GOAL → Reproduce the listing below with each occurrence of "report the position of" replaced by "give the location of" and every other line left unchanged. Omit the pictures from your output.

RECORDS →
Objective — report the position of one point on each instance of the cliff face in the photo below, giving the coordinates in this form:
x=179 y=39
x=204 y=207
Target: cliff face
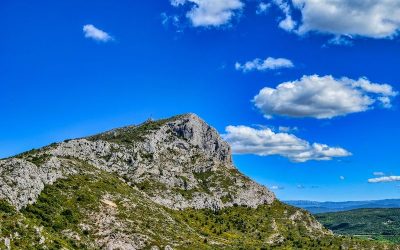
x=166 y=184
x=180 y=162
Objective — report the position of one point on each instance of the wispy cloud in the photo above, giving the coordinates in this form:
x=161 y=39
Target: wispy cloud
x=90 y=31
x=276 y=187
x=262 y=65
x=262 y=8
x=384 y=179
x=378 y=173
x=264 y=142
x=210 y=12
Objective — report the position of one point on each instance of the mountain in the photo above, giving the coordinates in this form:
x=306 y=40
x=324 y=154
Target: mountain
x=330 y=206
x=375 y=223
x=165 y=184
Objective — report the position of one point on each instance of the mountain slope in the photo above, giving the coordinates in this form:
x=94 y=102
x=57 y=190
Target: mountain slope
x=162 y=184
x=376 y=223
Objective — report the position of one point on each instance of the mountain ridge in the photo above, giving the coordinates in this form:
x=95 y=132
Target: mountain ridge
x=167 y=184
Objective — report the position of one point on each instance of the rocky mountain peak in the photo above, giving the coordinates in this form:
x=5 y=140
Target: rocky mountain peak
x=179 y=162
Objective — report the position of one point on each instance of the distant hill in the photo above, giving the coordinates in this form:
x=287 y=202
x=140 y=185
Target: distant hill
x=329 y=206
x=374 y=223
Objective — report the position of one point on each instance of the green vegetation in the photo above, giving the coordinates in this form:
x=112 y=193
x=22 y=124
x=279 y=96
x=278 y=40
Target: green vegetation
x=376 y=223
x=131 y=134
x=89 y=207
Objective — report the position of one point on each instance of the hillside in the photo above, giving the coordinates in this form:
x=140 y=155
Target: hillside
x=375 y=223
x=330 y=206
x=166 y=184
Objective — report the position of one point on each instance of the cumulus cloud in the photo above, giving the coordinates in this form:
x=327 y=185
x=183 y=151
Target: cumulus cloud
x=262 y=8
x=210 y=12
x=339 y=41
x=264 y=142
x=263 y=65
x=384 y=179
x=287 y=129
x=287 y=23
x=376 y=19
x=378 y=173
x=323 y=97
x=275 y=187
x=97 y=34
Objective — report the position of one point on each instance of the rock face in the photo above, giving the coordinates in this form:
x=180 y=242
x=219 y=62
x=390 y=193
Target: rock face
x=178 y=162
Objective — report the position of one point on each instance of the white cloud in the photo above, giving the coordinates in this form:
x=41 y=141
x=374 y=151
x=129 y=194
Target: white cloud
x=287 y=23
x=323 y=97
x=264 y=142
x=263 y=65
x=367 y=18
x=340 y=41
x=287 y=129
x=384 y=179
x=210 y=12
x=262 y=8
x=94 y=33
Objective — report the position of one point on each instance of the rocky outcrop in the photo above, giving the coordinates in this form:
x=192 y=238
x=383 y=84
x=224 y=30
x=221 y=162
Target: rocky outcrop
x=178 y=162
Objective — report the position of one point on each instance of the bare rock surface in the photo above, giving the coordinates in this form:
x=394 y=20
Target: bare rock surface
x=178 y=162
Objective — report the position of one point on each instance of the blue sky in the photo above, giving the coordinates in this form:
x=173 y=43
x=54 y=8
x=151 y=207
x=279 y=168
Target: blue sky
x=161 y=58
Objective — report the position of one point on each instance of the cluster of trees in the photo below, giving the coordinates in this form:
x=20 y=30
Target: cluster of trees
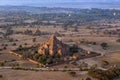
x=34 y=55
x=109 y=74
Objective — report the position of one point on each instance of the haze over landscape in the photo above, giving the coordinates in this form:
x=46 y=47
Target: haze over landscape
x=114 y=4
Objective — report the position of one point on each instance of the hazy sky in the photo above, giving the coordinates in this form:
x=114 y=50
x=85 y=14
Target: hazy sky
x=23 y=2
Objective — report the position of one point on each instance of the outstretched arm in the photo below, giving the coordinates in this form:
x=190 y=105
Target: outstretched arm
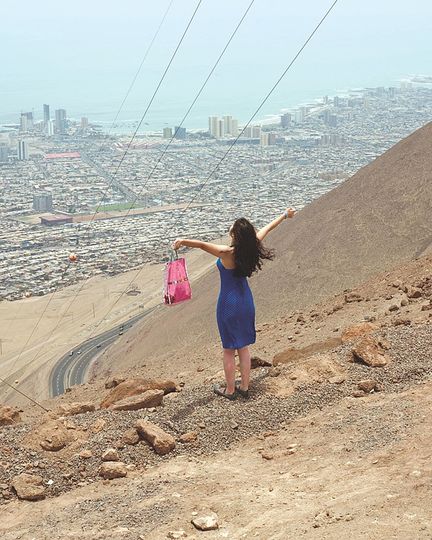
x=262 y=233
x=218 y=250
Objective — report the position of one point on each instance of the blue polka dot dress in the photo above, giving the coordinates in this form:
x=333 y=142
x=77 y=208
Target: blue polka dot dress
x=235 y=311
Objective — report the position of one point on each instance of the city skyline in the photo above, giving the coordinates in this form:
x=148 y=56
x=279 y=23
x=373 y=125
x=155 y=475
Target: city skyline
x=372 y=46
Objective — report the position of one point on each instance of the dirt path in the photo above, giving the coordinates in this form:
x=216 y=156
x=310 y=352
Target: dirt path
x=361 y=469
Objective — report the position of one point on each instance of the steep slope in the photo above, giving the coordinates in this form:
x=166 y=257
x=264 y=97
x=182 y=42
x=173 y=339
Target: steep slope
x=375 y=220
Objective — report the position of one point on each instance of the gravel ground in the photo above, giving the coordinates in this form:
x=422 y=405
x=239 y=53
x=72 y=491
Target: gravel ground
x=221 y=423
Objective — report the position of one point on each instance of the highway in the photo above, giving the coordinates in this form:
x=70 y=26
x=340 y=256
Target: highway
x=71 y=368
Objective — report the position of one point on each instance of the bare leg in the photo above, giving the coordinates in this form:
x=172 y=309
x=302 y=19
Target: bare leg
x=244 y=356
x=229 y=368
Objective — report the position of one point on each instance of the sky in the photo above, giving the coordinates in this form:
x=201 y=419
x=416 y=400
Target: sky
x=82 y=55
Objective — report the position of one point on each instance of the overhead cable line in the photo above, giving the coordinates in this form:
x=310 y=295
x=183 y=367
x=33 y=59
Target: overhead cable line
x=132 y=84
x=269 y=93
x=116 y=171
x=166 y=148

RESULT OF THE TASK →
Objective — give the location of one point on each instance of the cliff face in the photo below, giving the coordinates in this form:
x=179 y=39
x=204 y=207
Target: cliff face
x=166 y=184
x=180 y=162
Objective — give the location of one point on each instance of the wispy cloud in the photo above, giving the coordinates in this form:
x=161 y=39
Target: wispy cloud
x=90 y=31
x=276 y=187
x=262 y=65
x=262 y=8
x=384 y=179
x=378 y=173
x=264 y=142
x=210 y=12
Objective — give the location of one point on each instance of the mountain in the photo above, giving the coordinates in this form:
x=306 y=40
x=324 y=154
Target: mountain
x=330 y=206
x=375 y=223
x=165 y=184
Objective — give the location of one point on each instance of the mountain slope in the photo above, giving the coordinates in this form:
x=94 y=102
x=57 y=190
Target: mountain slope
x=162 y=184
x=376 y=223
Objective — give the location of one point on each instance of the mountain ridge in the photo above, giving the coordinates in this form:
x=95 y=132
Target: mountain ridge
x=167 y=184
Objective — give the location of one point on each instance of the rocky mountain peak in the photo above, giving the coordinates in this form:
x=5 y=140
Target: rocky mountain peak
x=179 y=162
Objective — give the location of one point on each instance of the distant hill in the photo above, giving the coordinates in this form:
x=287 y=202
x=140 y=185
Target: distant hill
x=329 y=206
x=374 y=223
Objective — give the location of one point on each instance of the green vegetation in the photo above, giving the coordinates in this form:
x=112 y=193
x=22 y=124
x=279 y=96
x=278 y=40
Target: green vegetation
x=376 y=223
x=131 y=134
x=89 y=207
Objective — give the location of one point on each instance of the hillside in the photo above, giving the coordinates in this form:
x=140 y=155
Target: hillside
x=375 y=223
x=330 y=206
x=166 y=184
Objective — give the location of one point on each instance of the cumulus cloud in the photo above, giving the coordinates in this form:
x=327 y=185
x=183 y=151
Target: cumulus cloud
x=262 y=8
x=210 y=12
x=339 y=41
x=264 y=142
x=263 y=65
x=384 y=179
x=287 y=129
x=287 y=23
x=376 y=19
x=378 y=173
x=323 y=97
x=275 y=187
x=97 y=34
Objective — give the location of one point on each instance of the rock face in the photo above, giving the coordinates in this form:
x=180 y=242
x=219 y=62
x=390 y=193
Target: rock face
x=178 y=162
Objective — give the location of one point on each instance of the white cloud in the photo above, giving the coordinates in this form:
x=41 y=141
x=374 y=151
x=129 y=194
Target: white cloud
x=287 y=23
x=323 y=97
x=264 y=142
x=263 y=65
x=367 y=18
x=340 y=41
x=287 y=129
x=384 y=179
x=210 y=12
x=262 y=8
x=94 y=33
Objective — give the location of one point on each instance of the rocky outcrop in the photo above, giving the coordinates in this form:
x=192 y=238
x=383 y=84
x=224 y=30
x=221 y=162
Target: rocky outcrop
x=178 y=162
Objective — give the location of one point on each instance of the bare rock surface in the photo above, giving the coordinates in this form:
x=394 y=20
Target: bare rock surface
x=178 y=162
Objective — give the location of one point on each instance of the blue sky in the photo above, giving the coordinates in this form:
x=173 y=43
x=54 y=8
x=151 y=207
x=279 y=168
Target: blue sky
x=161 y=58
Objective — give the location of one point on each instance of the cluster of trees in the photo below, giving the coordinates in this form:
x=20 y=30
Target: cluster of trees
x=34 y=55
x=109 y=74
Objective — give the location of one point on each instance of the haze over landscape in the photo above, giving the coordinates in this form:
x=46 y=47
Target: haze over landscape
x=114 y=4
Objective — give the location of one point on each instance of the hazy sky in the photo above, giving the coordinates in this form:
x=114 y=50
x=85 y=14
Target: hazy sky
x=23 y=2
Objective — give the location of one point on each instance of the outstretched arm in the photo below, giving the coordinates in this form:
x=190 y=105
Target: outstretched arm
x=262 y=233
x=218 y=250
Objective — give the location of one point on each instance of the blue polka dot dress in the photo above, giving the coordinates in this form:
x=333 y=142
x=77 y=208
Target: blue polka dot dress
x=235 y=311
Objective — give the location of one point on each instance of the city skyline in the photo above, giving the coordinates in this form:
x=148 y=56
x=279 y=23
x=373 y=125
x=155 y=475
Target: city skyline
x=372 y=46
Objective — give the location of one point on each instance of the dirt path in the photo above, giving the coordinates in this form:
x=216 y=156
x=310 y=352
Target: dirt path
x=361 y=469
Objective — give the location of one point on each instance of the steep slope in the photo above, giving the coordinates in this form:
x=166 y=257
x=264 y=97
x=182 y=42
x=173 y=339
Target: steep slope
x=375 y=220
Objective — give the location of one point on each instance of the gravel ground in the photo above, giving the coordinates in this form:
x=422 y=405
x=239 y=53
x=72 y=491
Target: gravel ground
x=221 y=423
Objective — give the location of one point on each instance of the highway in the photo above, giving the coordinates in this form:
x=70 y=26
x=340 y=256
Target: highway
x=71 y=368
Objective — give the location of one point on each instance of the bare leg in the photo above, giving the coordinates in this form:
x=172 y=309
x=302 y=19
Target: bare leg
x=244 y=356
x=229 y=368
Objective — give the location of one point on each instance of the sky in the photo above, giving the coordinates in this form:
x=201 y=419
x=416 y=400
Target: sky
x=82 y=55
Objective — give the location of one point on each instance of the overhead cable line in the photo above, giving the coordinates in this form:
x=310 y=295
x=183 y=367
x=33 y=59
Target: overhead cable line
x=132 y=84
x=269 y=93
x=116 y=171
x=166 y=148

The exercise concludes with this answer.